Object location annotation data:
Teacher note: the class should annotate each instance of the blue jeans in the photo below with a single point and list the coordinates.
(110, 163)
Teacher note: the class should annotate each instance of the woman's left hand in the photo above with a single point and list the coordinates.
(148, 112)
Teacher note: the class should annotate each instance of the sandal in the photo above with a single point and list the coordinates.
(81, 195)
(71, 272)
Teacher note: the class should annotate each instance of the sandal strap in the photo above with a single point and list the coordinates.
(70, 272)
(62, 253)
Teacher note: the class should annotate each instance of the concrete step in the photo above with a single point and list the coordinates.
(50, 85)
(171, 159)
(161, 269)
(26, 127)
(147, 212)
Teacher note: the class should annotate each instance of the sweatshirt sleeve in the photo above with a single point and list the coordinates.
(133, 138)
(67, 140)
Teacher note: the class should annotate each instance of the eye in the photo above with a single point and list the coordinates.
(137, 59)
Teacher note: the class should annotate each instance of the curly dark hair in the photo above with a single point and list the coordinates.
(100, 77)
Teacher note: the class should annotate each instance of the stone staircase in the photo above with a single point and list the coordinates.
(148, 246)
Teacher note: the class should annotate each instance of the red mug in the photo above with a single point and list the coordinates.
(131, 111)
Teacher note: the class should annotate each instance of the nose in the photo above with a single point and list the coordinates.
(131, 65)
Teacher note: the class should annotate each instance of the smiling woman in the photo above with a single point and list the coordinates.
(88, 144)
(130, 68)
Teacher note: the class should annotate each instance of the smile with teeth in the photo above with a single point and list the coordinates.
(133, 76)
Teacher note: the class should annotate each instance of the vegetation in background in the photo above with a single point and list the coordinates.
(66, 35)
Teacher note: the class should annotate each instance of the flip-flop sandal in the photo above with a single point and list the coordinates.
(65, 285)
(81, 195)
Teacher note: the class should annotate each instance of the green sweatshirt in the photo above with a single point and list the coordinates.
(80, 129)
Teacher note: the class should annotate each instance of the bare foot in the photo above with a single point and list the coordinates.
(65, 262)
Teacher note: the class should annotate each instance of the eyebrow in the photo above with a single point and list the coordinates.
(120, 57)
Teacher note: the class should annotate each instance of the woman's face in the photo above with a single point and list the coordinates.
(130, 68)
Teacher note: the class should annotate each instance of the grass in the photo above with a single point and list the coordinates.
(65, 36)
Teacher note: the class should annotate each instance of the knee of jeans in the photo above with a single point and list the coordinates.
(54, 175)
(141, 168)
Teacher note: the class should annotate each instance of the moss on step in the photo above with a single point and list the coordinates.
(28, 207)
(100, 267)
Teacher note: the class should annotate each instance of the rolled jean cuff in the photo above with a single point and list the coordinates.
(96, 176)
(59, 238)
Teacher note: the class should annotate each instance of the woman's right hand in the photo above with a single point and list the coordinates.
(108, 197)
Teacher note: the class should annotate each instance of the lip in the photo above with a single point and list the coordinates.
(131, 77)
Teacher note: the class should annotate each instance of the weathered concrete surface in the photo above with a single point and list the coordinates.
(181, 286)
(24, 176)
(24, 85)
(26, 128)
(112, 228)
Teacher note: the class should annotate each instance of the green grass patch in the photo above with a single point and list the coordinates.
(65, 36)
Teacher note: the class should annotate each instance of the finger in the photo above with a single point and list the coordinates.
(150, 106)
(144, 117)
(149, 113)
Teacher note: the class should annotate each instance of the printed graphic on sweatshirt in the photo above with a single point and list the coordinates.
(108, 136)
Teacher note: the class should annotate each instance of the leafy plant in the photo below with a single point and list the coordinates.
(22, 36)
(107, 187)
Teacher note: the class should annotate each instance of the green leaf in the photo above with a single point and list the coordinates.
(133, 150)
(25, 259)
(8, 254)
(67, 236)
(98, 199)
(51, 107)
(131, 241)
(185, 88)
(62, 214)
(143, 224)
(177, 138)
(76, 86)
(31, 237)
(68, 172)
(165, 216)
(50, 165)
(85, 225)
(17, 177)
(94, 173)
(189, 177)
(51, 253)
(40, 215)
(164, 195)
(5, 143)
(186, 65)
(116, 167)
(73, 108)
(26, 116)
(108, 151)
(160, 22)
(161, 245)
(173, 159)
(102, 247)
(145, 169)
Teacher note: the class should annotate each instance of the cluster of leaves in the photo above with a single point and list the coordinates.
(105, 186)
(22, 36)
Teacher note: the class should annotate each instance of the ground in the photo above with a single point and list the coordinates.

To be done: Output each record precisely as given.

Expected output:
Teacher note: the class should annotate each instance of the blue jeans in the photo below with a single point and list the coordinates.
(110, 163)
Teacher note: the class should annotate each instance of the woman's left hand in the photo above with a single point and list the coordinates.
(148, 112)
Teacher note: the class should annotate each instance of the sandal in the photo above with a single point and list the coordinates.
(81, 195)
(71, 272)
Teacher note: the class should annotate each instance of the sandal strap in the photo above with a single point and list the coordinates.
(70, 272)
(62, 253)
Teacher note: the class should annotate each instance of the concrete step in the photo above with a single point and list the coordinates.
(50, 85)
(171, 159)
(161, 269)
(26, 127)
(147, 212)
Teacher note: the class should annotate each instance of the sweatshirt sleeve in the photo above with a single point and list the coordinates.
(133, 138)
(67, 140)
Teacher note: the class should annotate each instance of the eye in the photo above with a single point and list the coordinates.
(137, 59)
Teacher note: the class should annotate each instance of the curly dark hair in the photo above with a single point and list the coordinates.
(100, 77)
Teacher note: the class should annotate each instance of the stone staircase in the photo above with a single point and list the coordinates.
(148, 246)
Teacher note: the class should annotate each instance of the red mug in the photo above with a single point and list the coordinates.
(131, 111)
Teacher note: the class should annotate each instance of the nose in the photo above with a single point and list the coordinates.
(131, 65)
Teacher note: the class should annotate each instance of the smiling woman in the photo above with a single point and list the coordinates.
(88, 144)
(130, 68)
Teacher note: the class should annotate each instance of the smile with teeth in the photo above with a single point and list the coordinates.
(133, 76)
Teacher note: the class should annotate each instance of the vegetation in background in the photo above with a single point and list the coordinates.
(66, 35)
Teacher note: the class should annotate each instance of the flip-flop sandal in the photo above with a single point and list the coordinates.
(65, 285)
(81, 195)
Teacher note: the class should annotate each instance of the green sweatshirt in the photo above with a single point and list the coordinates.
(80, 129)
Teacher note: the class should annotate each instance of the bare foot in the photo above with a single point and list the coordinates.
(65, 262)
Teacher note: the class should annotate each instance of the eyebrow in the photo above with a single point and list the coordinates.
(120, 57)
Teacher note: the class should annotate each instance of the woman's face in the photo above with a single point and list the coordinates.
(130, 68)
Teacher note: the class should annotate each instance of the grass in the photo above with a single point and list the coordinates.
(65, 36)
Teacher note: the class should annotate each instance of the knee of jeans in the photo above with a single point and list the coordinates.
(54, 175)
(141, 168)
Teacher note: the class should annotate each instance of the moss on step in the photo above with a single point and list the coordinates.
(28, 207)
(100, 267)
Teacher note: the class should annotate each instance of the rolled jean cuff in the photo above with a single point and list the coordinates.
(96, 176)
(59, 238)
Teacher note: the class should annotate each instance of the woman's right hand in the photo above with a single point and list the coordinates.
(108, 197)
Teacher note: the class should annotate each instance of the lip in the photo above with a single point and list the coordinates.
(131, 77)
Teacher note: the class should annotate each instance of the weathered concrete surface in the photo above with a single point and list the coordinates.
(181, 286)
(24, 176)
(24, 85)
(26, 128)
(112, 228)
Teacher note: the class should annotate each instance of the green grass patch in the photo above with a single point and list the coordinates.
(65, 36)
Teacher note: the class should annotate each instance of the finger in the photo above with a single point and list the coordinates.
(150, 106)
(144, 117)
(149, 113)
Teacher note: the class should annotate each instance of the printed graphic on sweatshirt in the photo above with a single point and list the coordinates.
(108, 136)
Teacher note: the class should annotate each instance of the leafy plant in the photo below with a single point and list the coordinates.
(22, 36)
(107, 187)
Teacher note: the class should annotate each instance of the green leaf in the photo above with a single point and list the coordinates.
(133, 150)
(25, 259)
(8, 254)
(67, 236)
(98, 199)
(51, 107)
(131, 241)
(185, 88)
(62, 214)
(143, 224)
(177, 138)
(76, 86)
(31, 237)
(68, 172)
(165, 216)
(50, 165)
(85, 225)
(17, 177)
(94, 173)
(189, 177)
(51, 253)
(40, 215)
(164, 195)
(5, 143)
(186, 65)
(116, 167)
(73, 108)
(26, 116)
(108, 151)
(160, 22)
(161, 245)
(173, 159)
(102, 247)
(145, 169)
Teacher note: the class should annotate each instance of the cluster of leaves in the photo above with a single point and list the coordinates.
(105, 186)
(22, 36)
Teacher note: the class should annotate each instance of the ground in the photo above with a single point and list the coordinates.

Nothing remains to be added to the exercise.